- Exercise directions
Give the lines of the listing below as a numbered list, from the line containing "For the benchmark, mark every instance of the grilled steak" through the end of the listing, inclusive, leaving out any blank lines.

[Point annotation data]
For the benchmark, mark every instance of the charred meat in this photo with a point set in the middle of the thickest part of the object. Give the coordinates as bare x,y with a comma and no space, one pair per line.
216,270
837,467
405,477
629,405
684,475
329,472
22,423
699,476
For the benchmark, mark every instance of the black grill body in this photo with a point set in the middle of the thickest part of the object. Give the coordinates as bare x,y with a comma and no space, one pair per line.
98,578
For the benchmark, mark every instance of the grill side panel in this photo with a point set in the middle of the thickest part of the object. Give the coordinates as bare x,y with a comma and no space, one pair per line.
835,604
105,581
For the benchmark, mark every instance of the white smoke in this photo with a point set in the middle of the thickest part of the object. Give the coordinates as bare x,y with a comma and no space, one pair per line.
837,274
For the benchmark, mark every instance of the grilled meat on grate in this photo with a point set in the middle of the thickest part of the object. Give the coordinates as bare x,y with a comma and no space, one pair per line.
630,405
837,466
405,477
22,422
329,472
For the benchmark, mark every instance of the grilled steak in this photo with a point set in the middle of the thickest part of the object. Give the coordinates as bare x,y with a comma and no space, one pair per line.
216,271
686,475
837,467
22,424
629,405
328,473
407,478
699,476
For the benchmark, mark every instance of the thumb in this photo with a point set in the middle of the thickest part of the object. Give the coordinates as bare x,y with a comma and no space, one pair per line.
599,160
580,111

- The reply
1. For the benchmark, mark every instance of the grilled steak in this photo with a point set in the middle of the thickest part of the object. Give the coordinates as bare x,y with a comma and no space, one pair per line.
2. 216,271
3. 686,475
4. 837,467
5. 22,424
6. 629,405
7. 328,473
8. 407,478
9. 699,476
10. For the benchmark, mark every instance of the thumb in this photo with a point set in the middle of the thickest part of the object. Give the coordinates as bare x,y with a comma and no space, one pair per line.
11. 599,160
12. 580,111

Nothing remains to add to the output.